*ASSIGNMENT*. Would you output the whole of the data exactly?
┌──
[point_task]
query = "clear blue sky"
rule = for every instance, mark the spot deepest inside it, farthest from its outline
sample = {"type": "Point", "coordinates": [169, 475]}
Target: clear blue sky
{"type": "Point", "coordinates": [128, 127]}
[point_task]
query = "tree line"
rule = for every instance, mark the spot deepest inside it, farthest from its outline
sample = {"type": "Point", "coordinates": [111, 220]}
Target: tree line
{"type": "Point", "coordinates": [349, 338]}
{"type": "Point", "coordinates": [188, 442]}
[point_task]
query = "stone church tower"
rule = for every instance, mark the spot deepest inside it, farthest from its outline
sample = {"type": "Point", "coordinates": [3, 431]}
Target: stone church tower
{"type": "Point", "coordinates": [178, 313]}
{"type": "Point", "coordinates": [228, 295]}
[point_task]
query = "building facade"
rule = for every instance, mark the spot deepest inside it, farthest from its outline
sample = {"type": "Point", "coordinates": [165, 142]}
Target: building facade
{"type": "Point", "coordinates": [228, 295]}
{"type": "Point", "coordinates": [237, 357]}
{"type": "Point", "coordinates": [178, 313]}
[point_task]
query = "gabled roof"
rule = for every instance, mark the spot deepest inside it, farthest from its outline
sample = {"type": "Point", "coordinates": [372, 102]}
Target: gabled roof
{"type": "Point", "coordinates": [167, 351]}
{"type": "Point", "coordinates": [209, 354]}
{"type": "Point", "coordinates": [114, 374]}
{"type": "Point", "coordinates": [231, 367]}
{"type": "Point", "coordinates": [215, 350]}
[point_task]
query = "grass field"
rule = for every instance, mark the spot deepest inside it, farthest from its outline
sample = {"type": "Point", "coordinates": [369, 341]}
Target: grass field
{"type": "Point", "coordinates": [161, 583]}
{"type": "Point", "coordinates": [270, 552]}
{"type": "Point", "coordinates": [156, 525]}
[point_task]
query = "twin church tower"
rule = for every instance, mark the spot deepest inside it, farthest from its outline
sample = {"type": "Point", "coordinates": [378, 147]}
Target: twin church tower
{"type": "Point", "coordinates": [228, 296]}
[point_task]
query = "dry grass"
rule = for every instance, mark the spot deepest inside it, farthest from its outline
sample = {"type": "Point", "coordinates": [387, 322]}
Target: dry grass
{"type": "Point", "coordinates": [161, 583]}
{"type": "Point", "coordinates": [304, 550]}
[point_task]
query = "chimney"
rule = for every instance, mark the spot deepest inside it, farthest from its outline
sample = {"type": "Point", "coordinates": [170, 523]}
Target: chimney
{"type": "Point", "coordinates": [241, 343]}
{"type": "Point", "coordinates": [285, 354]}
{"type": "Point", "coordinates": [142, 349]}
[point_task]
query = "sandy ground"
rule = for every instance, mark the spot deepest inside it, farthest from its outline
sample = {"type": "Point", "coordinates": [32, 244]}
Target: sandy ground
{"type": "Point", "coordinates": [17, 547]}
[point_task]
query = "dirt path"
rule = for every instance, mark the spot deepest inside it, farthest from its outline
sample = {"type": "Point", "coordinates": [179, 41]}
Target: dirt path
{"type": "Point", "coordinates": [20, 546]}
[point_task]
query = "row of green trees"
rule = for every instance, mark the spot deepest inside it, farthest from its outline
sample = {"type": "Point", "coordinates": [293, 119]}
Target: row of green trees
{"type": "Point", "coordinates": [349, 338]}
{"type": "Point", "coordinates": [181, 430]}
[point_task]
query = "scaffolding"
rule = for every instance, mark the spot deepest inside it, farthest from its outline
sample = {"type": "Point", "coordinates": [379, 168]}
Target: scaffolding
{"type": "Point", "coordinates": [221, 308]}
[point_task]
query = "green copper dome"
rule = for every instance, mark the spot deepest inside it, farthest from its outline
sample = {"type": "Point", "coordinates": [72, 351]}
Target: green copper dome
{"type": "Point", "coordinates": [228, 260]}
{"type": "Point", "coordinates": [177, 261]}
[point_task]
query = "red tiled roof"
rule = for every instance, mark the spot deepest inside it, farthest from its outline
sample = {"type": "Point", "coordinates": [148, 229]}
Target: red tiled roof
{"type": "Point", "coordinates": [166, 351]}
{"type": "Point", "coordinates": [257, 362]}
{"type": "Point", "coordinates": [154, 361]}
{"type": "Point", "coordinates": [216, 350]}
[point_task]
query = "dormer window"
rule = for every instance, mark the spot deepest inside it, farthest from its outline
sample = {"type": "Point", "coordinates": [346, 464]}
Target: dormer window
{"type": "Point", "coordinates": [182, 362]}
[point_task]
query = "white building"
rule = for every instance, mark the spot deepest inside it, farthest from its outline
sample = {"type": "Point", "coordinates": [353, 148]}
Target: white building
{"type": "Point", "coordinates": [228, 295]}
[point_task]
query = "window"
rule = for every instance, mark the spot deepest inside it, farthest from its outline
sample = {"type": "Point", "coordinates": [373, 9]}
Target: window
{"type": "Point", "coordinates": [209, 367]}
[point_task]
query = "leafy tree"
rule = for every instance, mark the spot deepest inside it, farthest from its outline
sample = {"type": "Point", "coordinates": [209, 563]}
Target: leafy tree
└──
*WRITTEN ANSWER*.
[point_task]
query = "clear blue sky"
rule = for every instance, mark the spot deepest inside it, farthest from its outline
sample = {"type": "Point", "coordinates": [169, 475]}
Target: clear blue sky
{"type": "Point", "coordinates": [128, 127]}
[point_task]
query = "tree line"
rule = for every instance, mark the spot deepest inside it, farthest from its outline
sample = {"type": "Point", "coordinates": [111, 220]}
Target: tree line
{"type": "Point", "coordinates": [349, 338]}
{"type": "Point", "coordinates": [188, 442]}
[point_task]
query = "stone church tower"
rule = for every instance, mark the spot deepest inside it, farthest from its outline
sample = {"type": "Point", "coordinates": [3, 431]}
Target: stone church tower
{"type": "Point", "coordinates": [178, 313]}
{"type": "Point", "coordinates": [228, 295]}
[point_task]
query = "building facade"
rule = for every instance, mark the spot deepest inside it, farthest from its outline
sample = {"type": "Point", "coordinates": [165, 142]}
Target: building facade
{"type": "Point", "coordinates": [228, 295]}
{"type": "Point", "coordinates": [237, 357]}
{"type": "Point", "coordinates": [178, 313]}
[point_task]
query = "gabled roof"
rule = for every instance, mark the spot deepest inside it, farthest from its outline
sample = {"type": "Point", "coordinates": [372, 102]}
Target: gabled roof
{"type": "Point", "coordinates": [167, 351]}
{"type": "Point", "coordinates": [209, 354]}
{"type": "Point", "coordinates": [114, 374]}
{"type": "Point", "coordinates": [231, 367]}
{"type": "Point", "coordinates": [215, 350]}
[point_task]
query = "grass field"
rule = for every instance, mark the spot deepest inside it, farthest from its outline
sample = {"type": "Point", "coordinates": [369, 341]}
Target: grass field
{"type": "Point", "coordinates": [161, 583]}
{"type": "Point", "coordinates": [270, 552]}
{"type": "Point", "coordinates": [156, 525]}
[point_task]
query = "twin church tower"
rule = for every instance, mark the spot deepest inside it, farthest from its outline
sample = {"type": "Point", "coordinates": [378, 147]}
Target: twin church tower
{"type": "Point", "coordinates": [228, 296]}
[point_task]
query = "dry grass"
rule = for every instance, mark the spot deepest inside it, farthest from its outline
sample = {"type": "Point", "coordinates": [387, 322]}
Target: dry grass
{"type": "Point", "coordinates": [161, 583]}
{"type": "Point", "coordinates": [304, 550]}
[point_task]
query = "chimney"
rule = for every instance, mark the spot deepest inside it, farthest from its outline
sample = {"type": "Point", "coordinates": [170, 523]}
Target: chimney
{"type": "Point", "coordinates": [241, 343]}
{"type": "Point", "coordinates": [285, 354]}
{"type": "Point", "coordinates": [142, 349]}
[point_task]
query = "sandy ground"
rule = for every instance, mark the spot deepest inside it, farthest from its outline
sample = {"type": "Point", "coordinates": [32, 244]}
Target: sandy ground
{"type": "Point", "coordinates": [17, 547]}
[point_task]
query = "dirt path"
rule = for every instance, mark the spot deepest inside it, farthest from its outline
sample = {"type": "Point", "coordinates": [179, 41]}
Target: dirt path
{"type": "Point", "coordinates": [20, 546]}
[point_task]
query = "row of green trees"
rule = for every instance, mark the spot deepest inside it, farthest from its outline
sample = {"type": "Point", "coordinates": [293, 119]}
Target: row of green trees
{"type": "Point", "coordinates": [349, 338]}
{"type": "Point", "coordinates": [181, 430]}
[point_task]
query = "scaffolding"
rule = for every instance, mark the spot deepest inside it, farthest from its outline
sample = {"type": "Point", "coordinates": [379, 168]}
Target: scaffolding
{"type": "Point", "coordinates": [221, 308]}
[point_task]
query = "green copper dome"
rule = for every instance, mark the spot deepest inside it, farthest from its outline
sample = {"type": "Point", "coordinates": [72, 351]}
Target: green copper dome
{"type": "Point", "coordinates": [228, 260]}
{"type": "Point", "coordinates": [177, 261]}
[point_task]
query = "red tiled roof"
rule = for every instance, mark the spot deepest inside it, farthest from its outline
sample = {"type": "Point", "coordinates": [148, 229]}
Target: red tiled roof
{"type": "Point", "coordinates": [166, 351]}
{"type": "Point", "coordinates": [257, 362]}
{"type": "Point", "coordinates": [154, 361]}
{"type": "Point", "coordinates": [216, 350]}
[point_task]
query = "dormer window"
rule = for every instance, mark the spot deepest inside it, farthest from its outline
sample = {"type": "Point", "coordinates": [346, 464]}
Target: dormer window
{"type": "Point", "coordinates": [182, 362]}
[point_task]
query = "white building"
rule = for every instance, mark the spot deepest inside it, farthest from its outline
sample = {"type": "Point", "coordinates": [353, 148]}
Target: white building
{"type": "Point", "coordinates": [228, 295]}
[point_task]
query = "window"
rule = for every instance, mark the spot deepest inside it, farthest from its outline
sample = {"type": "Point", "coordinates": [373, 9]}
Target: window
{"type": "Point", "coordinates": [209, 367]}
[point_task]
query = "leafy tree"
rule = for every instance, mark the spot deepest inside it, farthest from its outline
sample = {"type": "Point", "coordinates": [209, 563]}
Target: leafy tree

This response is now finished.